_Source document:_
------------------------------------------------
Sunday, September 11, 2011

I think Pink Floyd wrote a song about this.



In the heat of posting 5,001 blog entries all at once, I forgot to tell you about the Great Wall of China, which was the impetus behind A and me going to Beijing in the first place. So, though it’s about a week late, here goes…

When visiting the Great Wall, you have a couple of choices. The Badaling section is the most visited, and, I’ve been told, is like the Disneyland of Chinese dynastic stone masonry. It’s also the easiest to get to. So of course, it’s not where I opted to go.

No, I opted for the Jinshanling section—a more treacherous route that hasn’t really been kept up. Some parts were completely crumbling away along the top, which made it much more of a challenge, and, I like to think, a more authentic experience. Plus, there weren’t many other hikers to disrupt our commune with Chinese history.

The Wall itself was incredible. It stretched far beyond the eye could see, and I was blown away by the sheer magnitude of it. Plus, it’s perched along the topmost ridge of an entire mountain range, which must have made building it an absolute bitch. Man’s ingenuity and sheer will to create will never cease to amaze me.
------------------------------------------------
_Data excerpts:_
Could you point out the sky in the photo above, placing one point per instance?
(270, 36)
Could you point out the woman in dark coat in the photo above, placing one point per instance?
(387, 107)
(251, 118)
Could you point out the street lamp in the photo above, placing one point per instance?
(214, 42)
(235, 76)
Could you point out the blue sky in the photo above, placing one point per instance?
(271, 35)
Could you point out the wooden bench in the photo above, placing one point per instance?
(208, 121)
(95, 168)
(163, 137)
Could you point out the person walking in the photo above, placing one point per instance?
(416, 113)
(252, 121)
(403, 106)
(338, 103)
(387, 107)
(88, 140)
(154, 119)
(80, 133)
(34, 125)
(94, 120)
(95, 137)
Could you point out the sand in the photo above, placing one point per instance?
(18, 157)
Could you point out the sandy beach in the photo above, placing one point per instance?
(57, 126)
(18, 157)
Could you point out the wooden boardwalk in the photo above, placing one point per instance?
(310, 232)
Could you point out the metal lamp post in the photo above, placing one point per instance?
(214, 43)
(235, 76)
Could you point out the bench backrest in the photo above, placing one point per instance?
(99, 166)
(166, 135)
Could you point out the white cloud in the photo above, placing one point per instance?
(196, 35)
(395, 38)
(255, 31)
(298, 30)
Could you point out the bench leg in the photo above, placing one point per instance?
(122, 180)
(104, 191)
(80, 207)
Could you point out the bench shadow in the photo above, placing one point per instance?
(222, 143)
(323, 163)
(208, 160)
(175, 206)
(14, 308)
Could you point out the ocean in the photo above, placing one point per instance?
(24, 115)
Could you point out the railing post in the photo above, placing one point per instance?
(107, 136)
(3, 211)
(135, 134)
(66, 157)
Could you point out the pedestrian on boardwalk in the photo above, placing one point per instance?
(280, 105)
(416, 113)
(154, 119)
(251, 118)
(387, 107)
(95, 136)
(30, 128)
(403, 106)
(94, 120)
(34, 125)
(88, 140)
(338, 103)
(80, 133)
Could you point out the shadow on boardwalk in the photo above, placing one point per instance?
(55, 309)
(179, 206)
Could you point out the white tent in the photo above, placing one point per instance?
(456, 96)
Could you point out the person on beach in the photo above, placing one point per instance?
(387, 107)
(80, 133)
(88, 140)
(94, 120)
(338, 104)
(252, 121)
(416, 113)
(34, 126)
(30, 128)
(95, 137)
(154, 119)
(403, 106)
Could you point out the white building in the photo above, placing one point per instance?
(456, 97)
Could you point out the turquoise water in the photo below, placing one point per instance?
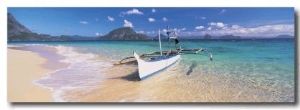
(262, 61)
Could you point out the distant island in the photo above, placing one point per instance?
(18, 32)
(284, 36)
(230, 37)
(124, 33)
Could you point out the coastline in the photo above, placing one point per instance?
(23, 68)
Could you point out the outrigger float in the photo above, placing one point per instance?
(151, 63)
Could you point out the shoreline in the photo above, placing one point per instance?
(20, 84)
(89, 80)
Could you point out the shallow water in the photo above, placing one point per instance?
(242, 71)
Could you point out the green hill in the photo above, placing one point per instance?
(124, 33)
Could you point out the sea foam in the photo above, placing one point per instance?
(83, 73)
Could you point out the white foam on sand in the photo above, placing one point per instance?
(83, 74)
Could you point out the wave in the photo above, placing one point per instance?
(84, 73)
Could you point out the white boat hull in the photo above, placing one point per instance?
(148, 68)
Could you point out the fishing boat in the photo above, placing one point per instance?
(156, 64)
(151, 63)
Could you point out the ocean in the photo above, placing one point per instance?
(249, 70)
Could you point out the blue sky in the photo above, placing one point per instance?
(187, 21)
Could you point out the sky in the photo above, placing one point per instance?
(187, 21)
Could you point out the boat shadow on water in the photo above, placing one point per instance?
(132, 77)
(191, 68)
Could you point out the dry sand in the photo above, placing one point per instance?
(23, 68)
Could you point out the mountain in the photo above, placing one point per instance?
(284, 36)
(124, 33)
(17, 31)
(230, 37)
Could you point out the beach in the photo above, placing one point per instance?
(84, 72)
(23, 68)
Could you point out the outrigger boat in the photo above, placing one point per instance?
(158, 61)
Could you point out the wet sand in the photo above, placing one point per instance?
(23, 68)
(173, 85)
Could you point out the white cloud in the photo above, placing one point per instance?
(83, 22)
(165, 19)
(223, 11)
(165, 30)
(110, 18)
(153, 10)
(98, 34)
(140, 32)
(133, 11)
(199, 27)
(235, 26)
(218, 25)
(151, 19)
(127, 23)
(209, 28)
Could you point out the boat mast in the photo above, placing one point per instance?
(168, 32)
(159, 42)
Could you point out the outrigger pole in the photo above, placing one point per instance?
(159, 42)
(168, 32)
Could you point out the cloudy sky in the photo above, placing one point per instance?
(188, 21)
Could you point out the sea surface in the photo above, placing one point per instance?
(251, 70)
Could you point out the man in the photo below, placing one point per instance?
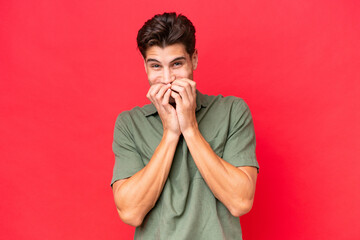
(185, 165)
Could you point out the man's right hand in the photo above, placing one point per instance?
(159, 95)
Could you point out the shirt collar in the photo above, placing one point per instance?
(150, 109)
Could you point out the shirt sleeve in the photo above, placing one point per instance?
(239, 148)
(127, 159)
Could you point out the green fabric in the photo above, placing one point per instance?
(186, 208)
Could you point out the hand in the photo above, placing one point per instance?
(159, 95)
(184, 93)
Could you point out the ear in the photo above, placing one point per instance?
(194, 59)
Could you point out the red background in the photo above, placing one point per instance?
(67, 68)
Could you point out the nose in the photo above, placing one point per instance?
(168, 77)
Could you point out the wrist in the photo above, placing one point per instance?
(191, 131)
(170, 136)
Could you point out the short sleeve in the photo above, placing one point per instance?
(239, 148)
(127, 159)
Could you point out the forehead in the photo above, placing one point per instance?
(167, 53)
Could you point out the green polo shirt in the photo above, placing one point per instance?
(186, 208)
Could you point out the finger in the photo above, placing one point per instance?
(160, 95)
(166, 99)
(191, 82)
(182, 91)
(186, 88)
(177, 98)
(154, 89)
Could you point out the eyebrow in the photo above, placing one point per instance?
(176, 59)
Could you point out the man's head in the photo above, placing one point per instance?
(167, 44)
(164, 30)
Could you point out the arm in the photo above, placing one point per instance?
(136, 196)
(234, 187)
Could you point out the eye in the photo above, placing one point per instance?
(155, 66)
(178, 64)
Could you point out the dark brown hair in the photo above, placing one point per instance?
(166, 29)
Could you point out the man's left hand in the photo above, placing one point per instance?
(184, 93)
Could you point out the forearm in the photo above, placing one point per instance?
(232, 186)
(138, 194)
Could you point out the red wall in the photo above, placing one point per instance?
(67, 68)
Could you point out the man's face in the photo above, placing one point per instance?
(164, 65)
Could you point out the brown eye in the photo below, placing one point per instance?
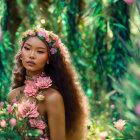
(40, 52)
(26, 48)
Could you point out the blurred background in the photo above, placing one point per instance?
(103, 37)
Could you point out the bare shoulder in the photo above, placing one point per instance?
(13, 93)
(53, 99)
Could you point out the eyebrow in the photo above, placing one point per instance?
(37, 47)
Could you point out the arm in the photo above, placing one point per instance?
(54, 107)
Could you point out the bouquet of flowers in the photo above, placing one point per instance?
(21, 121)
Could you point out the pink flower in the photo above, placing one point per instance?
(31, 89)
(14, 100)
(48, 39)
(43, 82)
(13, 122)
(129, 1)
(2, 123)
(43, 139)
(10, 108)
(1, 104)
(28, 109)
(40, 97)
(120, 124)
(137, 109)
(103, 135)
(37, 123)
(53, 50)
(112, 106)
(41, 34)
(40, 131)
(21, 43)
(58, 41)
(61, 46)
(99, 102)
(31, 32)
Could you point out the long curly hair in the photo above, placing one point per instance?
(65, 77)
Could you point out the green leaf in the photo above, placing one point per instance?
(120, 26)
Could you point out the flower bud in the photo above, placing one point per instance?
(13, 122)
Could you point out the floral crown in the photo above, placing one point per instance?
(51, 39)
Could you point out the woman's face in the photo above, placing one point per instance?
(34, 55)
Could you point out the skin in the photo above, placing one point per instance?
(53, 106)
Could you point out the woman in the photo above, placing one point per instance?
(62, 102)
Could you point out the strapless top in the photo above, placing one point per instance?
(46, 134)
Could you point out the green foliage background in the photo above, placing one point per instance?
(102, 37)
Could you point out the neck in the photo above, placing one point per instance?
(32, 73)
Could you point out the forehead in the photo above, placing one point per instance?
(35, 41)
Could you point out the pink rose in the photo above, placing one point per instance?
(103, 135)
(3, 123)
(137, 109)
(13, 122)
(28, 109)
(120, 124)
(41, 34)
(53, 50)
(10, 108)
(2, 104)
(43, 139)
(48, 39)
(40, 131)
(21, 43)
(61, 46)
(129, 1)
(31, 89)
(112, 106)
(37, 123)
(43, 82)
(31, 32)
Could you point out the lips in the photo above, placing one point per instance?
(31, 63)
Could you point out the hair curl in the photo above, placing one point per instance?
(65, 77)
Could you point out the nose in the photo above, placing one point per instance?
(32, 54)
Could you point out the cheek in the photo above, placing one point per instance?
(42, 59)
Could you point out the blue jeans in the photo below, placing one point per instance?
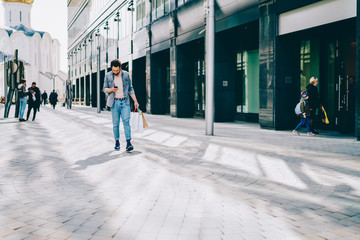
(303, 121)
(121, 109)
(22, 106)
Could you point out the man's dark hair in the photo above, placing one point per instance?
(115, 63)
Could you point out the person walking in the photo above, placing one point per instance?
(22, 99)
(44, 97)
(314, 102)
(53, 98)
(118, 87)
(40, 101)
(34, 100)
(305, 114)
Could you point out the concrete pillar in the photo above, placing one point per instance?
(267, 49)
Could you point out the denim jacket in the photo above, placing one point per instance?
(109, 83)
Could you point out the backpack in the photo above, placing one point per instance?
(298, 109)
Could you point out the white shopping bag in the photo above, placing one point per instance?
(136, 122)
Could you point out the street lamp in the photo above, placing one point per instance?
(97, 35)
(118, 20)
(131, 9)
(107, 39)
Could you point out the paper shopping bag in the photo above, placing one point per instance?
(145, 125)
(136, 122)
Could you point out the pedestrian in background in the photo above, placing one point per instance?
(305, 114)
(53, 98)
(44, 97)
(118, 87)
(34, 100)
(40, 101)
(314, 102)
(22, 99)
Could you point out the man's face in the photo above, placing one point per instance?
(116, 70)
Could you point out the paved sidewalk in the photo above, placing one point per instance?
(61, 179)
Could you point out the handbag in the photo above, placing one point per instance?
(136, 122)
(145, 125)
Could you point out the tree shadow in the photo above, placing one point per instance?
(103, 158)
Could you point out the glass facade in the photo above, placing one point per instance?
(247, 82)
(309, 61)
(159, 8)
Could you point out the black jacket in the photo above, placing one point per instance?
(53, 98)
(314, 101)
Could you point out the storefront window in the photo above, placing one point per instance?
(309, 61)
(247, 82)
(159, 8)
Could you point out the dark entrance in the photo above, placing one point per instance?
(329, 53)
(87, 90)
(139, 82)
(190, 79)
(77, 93)
(199, 87)
(160, 82)
(82, 89)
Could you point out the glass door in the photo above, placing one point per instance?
(199, 96)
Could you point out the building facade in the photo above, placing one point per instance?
(37, 49)
(265, 53)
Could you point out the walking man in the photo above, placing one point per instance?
(118, 86)
(23, 99)
(44, 97)
(34, 100)
(53, 98)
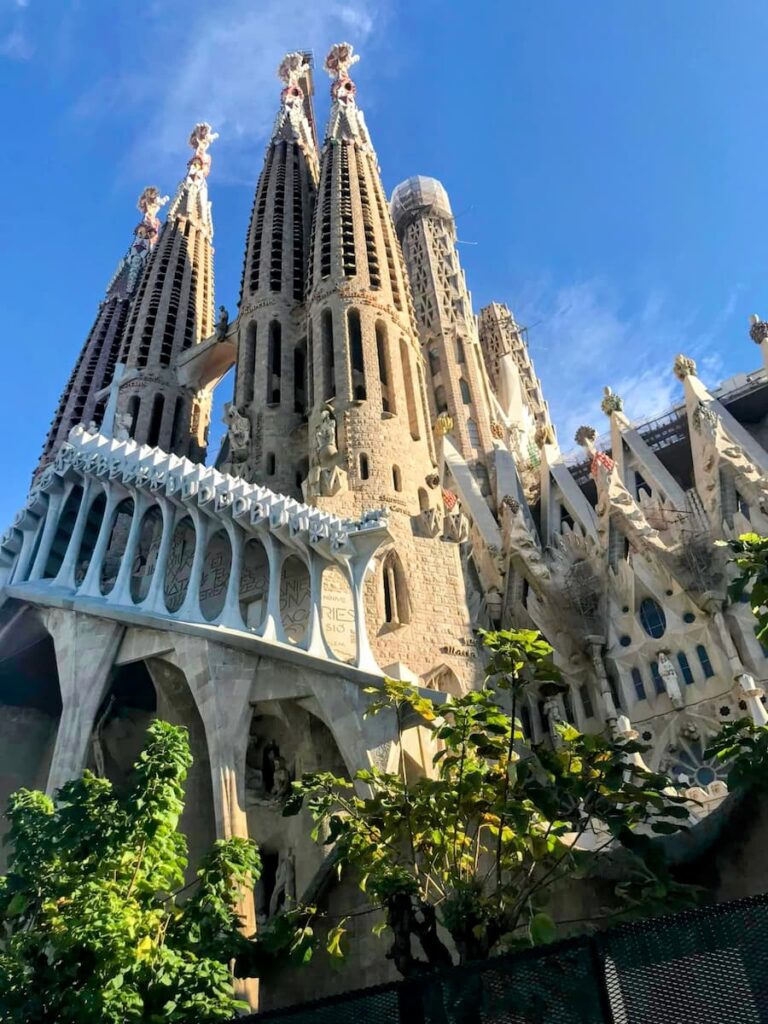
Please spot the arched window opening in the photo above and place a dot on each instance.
(682, 660)
(652, 617)
(382, 351)
(584, 695)
(299, 378)
(309, 367)
(134, 403)
(705, 662)
(408, 380)
(176, 429)
(355, 354)
(121, 524)
(614, 692)
(329, 360)
(657, 681)
(637, 682)
(67, 519)
(483, 479)
(247, 368)
(396, 610)
(641, 485)
(156, 421)
(274, 364)
(474, 437)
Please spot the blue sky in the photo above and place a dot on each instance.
(606, 162)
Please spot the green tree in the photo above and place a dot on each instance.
(478, 848)
(751, 552)
(92, 927)
(741, 744)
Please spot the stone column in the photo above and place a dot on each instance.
(190, 606)
(121, 592)
(55, 502)
(221, 682)
(314, 642)
(91, 585)
(272, 629)
(230, 613)
(364, 656)
(85, 648)
(155, 599)
(606, 697)
(66, 576)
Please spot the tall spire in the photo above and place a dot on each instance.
(81, 401)
(173, 310)
(458, 380)
(370, 432)
(346, 120)
(271, 389)
(292, 123)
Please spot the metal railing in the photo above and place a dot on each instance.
(701, 967)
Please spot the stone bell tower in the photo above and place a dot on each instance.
(371, 440)
(81, 401)
(272, 386)
(173, 310)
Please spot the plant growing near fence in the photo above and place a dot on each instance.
(92, 928)
(478, 847)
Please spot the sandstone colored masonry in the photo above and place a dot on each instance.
(389, 481)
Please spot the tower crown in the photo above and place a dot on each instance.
(345, 121)
(419, 196)
(192, 195)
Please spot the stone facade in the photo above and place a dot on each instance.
(390, 479)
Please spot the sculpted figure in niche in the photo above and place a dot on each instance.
(325, 437)
(671, 682)
(268, 783)
(326, 476)
(222, 324)
(284, 894)
(123, 424)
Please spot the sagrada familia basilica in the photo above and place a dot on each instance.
(390, 479)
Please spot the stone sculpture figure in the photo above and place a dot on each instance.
(326, 476)
(123, 424)
(284, 894)
(239, 432)
(671, 682)
(222, 324)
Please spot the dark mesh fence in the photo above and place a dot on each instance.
(704, 967)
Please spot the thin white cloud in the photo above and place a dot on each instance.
(15, 45)
(224, 72)
(584, 339)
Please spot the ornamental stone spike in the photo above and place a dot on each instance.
(684, 367)
(340, 58)
(585, 436)
(758, 330)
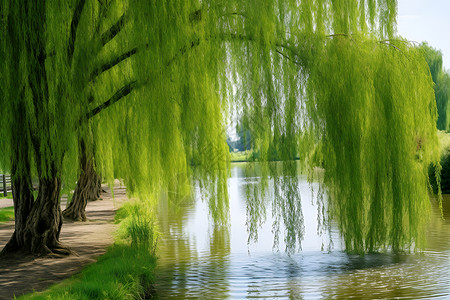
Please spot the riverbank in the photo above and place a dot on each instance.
(24, 274)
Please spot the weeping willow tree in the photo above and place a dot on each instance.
(441, 80)
(148, 86)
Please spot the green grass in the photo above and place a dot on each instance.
(126, 271)
(6, 214)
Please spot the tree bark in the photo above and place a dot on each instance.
(22, 190)
(88, 187)
(43, 226)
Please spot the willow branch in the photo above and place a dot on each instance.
(73, 28)
(114, 30)
(121, 93)
(105, 67)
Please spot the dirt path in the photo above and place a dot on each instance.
(89, 240)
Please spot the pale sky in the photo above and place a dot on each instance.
(426, 20)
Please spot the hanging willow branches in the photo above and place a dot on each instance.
(150, 85)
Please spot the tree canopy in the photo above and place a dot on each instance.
(441, 79)
(150, 85)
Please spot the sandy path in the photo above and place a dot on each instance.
(88, 239)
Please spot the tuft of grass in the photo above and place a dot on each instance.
(126, 271)
(6, 214)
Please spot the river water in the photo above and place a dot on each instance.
(198, 260)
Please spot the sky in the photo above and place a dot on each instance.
(426, 20)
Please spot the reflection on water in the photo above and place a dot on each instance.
(201, 260)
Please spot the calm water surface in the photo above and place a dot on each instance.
(201, 261)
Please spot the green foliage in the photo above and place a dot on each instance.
(322, 80)
(137, 225)
(441, 80)
(126, 271)
(6, 214)
(376, 126)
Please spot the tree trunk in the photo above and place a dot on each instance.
(43, 226)
(88, 188)
(22, 190)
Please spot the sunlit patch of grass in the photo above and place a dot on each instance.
(6, 214)
(126, 271)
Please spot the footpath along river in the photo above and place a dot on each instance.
(203, 261)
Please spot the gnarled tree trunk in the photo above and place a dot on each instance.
(22, 190)
(43, 226)
(88, 187)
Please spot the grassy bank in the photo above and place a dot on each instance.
(6, 214)
(126, 271)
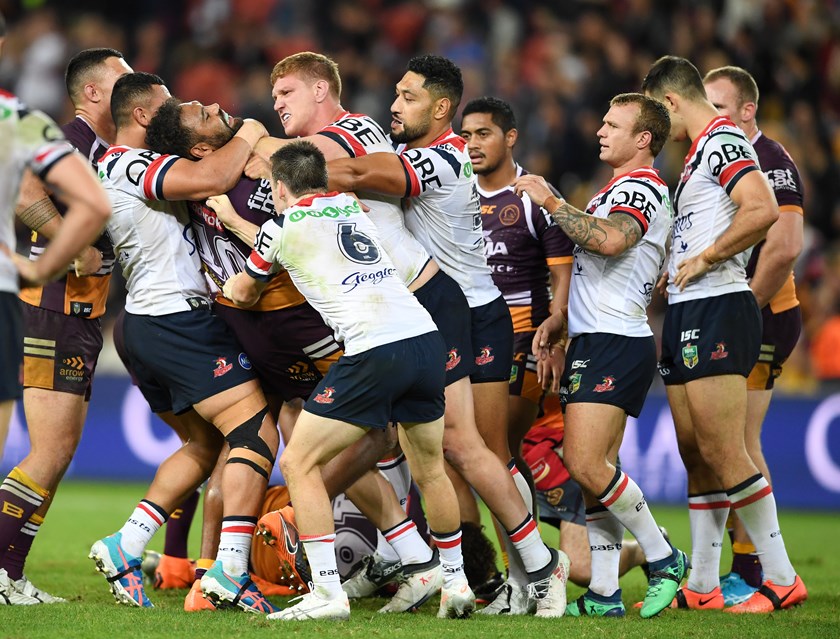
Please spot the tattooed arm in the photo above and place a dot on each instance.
(609, 237)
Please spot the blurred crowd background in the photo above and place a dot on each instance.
(558, 62)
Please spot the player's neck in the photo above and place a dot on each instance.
(502, 176)
(102, 124)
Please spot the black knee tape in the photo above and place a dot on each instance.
(247, 435)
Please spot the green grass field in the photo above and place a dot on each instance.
(85, 512)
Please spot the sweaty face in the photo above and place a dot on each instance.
(295, 104)
(411, 111)
(723, 94)
(618, 142)
(210, 124)
(486, 143)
------------------------------------------------
_Work item:_
Please transcribe the Great Wall post from "I think Pink" up to and including "opted to go.". The records were taken from a different source than the text.

_Exercise response:_
I think Pink Floyd wrote a song about this.



In the heat of posting 5,001 blog entries all at once, I forgot to tell you about the Great Wall of China, which was the impetus behind A and me going to Beijing in the first place. So, though it’s about a week late, here goes…

When visiting the Great Wall, you have a couple of choices. The Badaling section is the most visited, and, I’ve been told, is like the Disneyland of Chinese dynastic stone masonry. It’s also the easiest to get to. So of course, it’s not where I opted to go.